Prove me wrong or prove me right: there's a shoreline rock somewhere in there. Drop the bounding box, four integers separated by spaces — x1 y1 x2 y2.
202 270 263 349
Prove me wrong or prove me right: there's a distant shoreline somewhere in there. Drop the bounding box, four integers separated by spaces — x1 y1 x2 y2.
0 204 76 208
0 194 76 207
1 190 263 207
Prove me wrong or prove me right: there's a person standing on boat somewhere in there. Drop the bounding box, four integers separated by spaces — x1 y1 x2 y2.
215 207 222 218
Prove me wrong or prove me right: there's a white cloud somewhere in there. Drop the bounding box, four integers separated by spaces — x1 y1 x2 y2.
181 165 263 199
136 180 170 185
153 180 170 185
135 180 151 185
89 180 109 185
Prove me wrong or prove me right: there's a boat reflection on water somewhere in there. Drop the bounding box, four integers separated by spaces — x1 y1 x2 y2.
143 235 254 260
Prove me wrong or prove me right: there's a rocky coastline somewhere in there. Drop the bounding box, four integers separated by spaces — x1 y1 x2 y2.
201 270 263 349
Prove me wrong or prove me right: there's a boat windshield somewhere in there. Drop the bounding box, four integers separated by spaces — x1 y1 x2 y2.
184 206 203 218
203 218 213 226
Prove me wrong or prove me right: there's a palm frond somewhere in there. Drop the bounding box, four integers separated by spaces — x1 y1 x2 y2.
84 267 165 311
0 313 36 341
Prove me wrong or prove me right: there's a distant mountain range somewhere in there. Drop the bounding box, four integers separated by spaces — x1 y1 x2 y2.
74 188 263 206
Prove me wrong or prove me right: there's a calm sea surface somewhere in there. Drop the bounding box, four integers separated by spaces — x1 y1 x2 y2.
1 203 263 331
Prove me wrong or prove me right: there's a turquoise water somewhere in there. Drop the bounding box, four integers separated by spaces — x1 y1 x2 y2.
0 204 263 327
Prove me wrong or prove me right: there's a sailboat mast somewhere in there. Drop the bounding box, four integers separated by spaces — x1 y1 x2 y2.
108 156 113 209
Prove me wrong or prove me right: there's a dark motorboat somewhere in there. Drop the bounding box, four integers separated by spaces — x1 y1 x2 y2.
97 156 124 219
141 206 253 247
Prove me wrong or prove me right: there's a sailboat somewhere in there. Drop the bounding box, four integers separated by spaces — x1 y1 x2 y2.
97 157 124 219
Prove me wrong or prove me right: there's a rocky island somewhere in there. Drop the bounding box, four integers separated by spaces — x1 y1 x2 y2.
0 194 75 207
++++++
[WORK TO COMPLETE]
Each line from the one with "Prove me wrong or prove me right: there's a white" to the end of the material should be duplicated exactly, and no other line.

[ANSWER]
Prove me wrong or prove me right: there's a white cloud somewhere in there. Drop the bounding box, four integers separated by spaces — x1 y1 x2 y2.
181 165 263 199
136 180 170 185
153 180 170 185
135 180 151 185
89 180 109 185
Prove me wrong or prove me right: there's a boat reflection on water somewhere in there. Drop the bounding box, four integers separated by spaces — x1 y1 x2 y2.
143 235 254 260
Prove me wrong or prove me right: there's a rocky coastline somewhere in there. Drop the bounding box, four integers separated by spaces — x1 y1 x2 y2.
201 270 263 349
Prove me wrong or prove me right: there's a boat windshield somewhere in there. Drop the bounding box, four integers separated by spaces — x1 y1 x2 y2.
184 206 203 218
203 218 213 226
Prove me wrong or prove me right: there's a palm frond somewhere in there. Drop the bounding box, four integers separated by spaces — x1 y1 x2 y2.
84 267 165 311
0 313 36 341
Prove me wrong or prove me right: there's a distant mountain range somewhere in there. Drop the bounding box, four integers separated by spaces — x1 y1 x2 y2.
74 188 263 206
Prove me wrong or prove me right: there's a calm sea surface somewhere in there. Drop the bounding box, four integers separated by spaces — x1 y1 x2 y2.
1 203 263 331
Prove me wrong or prove me right: there's a turquoise water somewhere in there. Drop the bounding box, four integers separated by spaces — x1 y1 x2 y2.
0 204 263 327
Prove me wrong or prove me right: there's a sailboat mast somewhere in there. Drop the bounding box, four integers separated by spaces — x1 y1 x2 y2.
108 156 113 209
Prove me wrong or prove me right: there's a dark motorboat somewhere in there. Drop the bounding box, four integers separated by spaces — x1 y1 x2 y2.
97 156 124 219
141 206 253 247
Prove me wrong or prove me right: there's a sailboat somewhere in there. Drop the bounding box, four integers separated by spaces — x1 y1 x2 y2.
97 157 124 219
Prove me wrong or prove me right: there's a rocky island somewhere in there. Drop the bounding box, four integers separated by spaces — x1 y1 x2 y2.
0 194 75 207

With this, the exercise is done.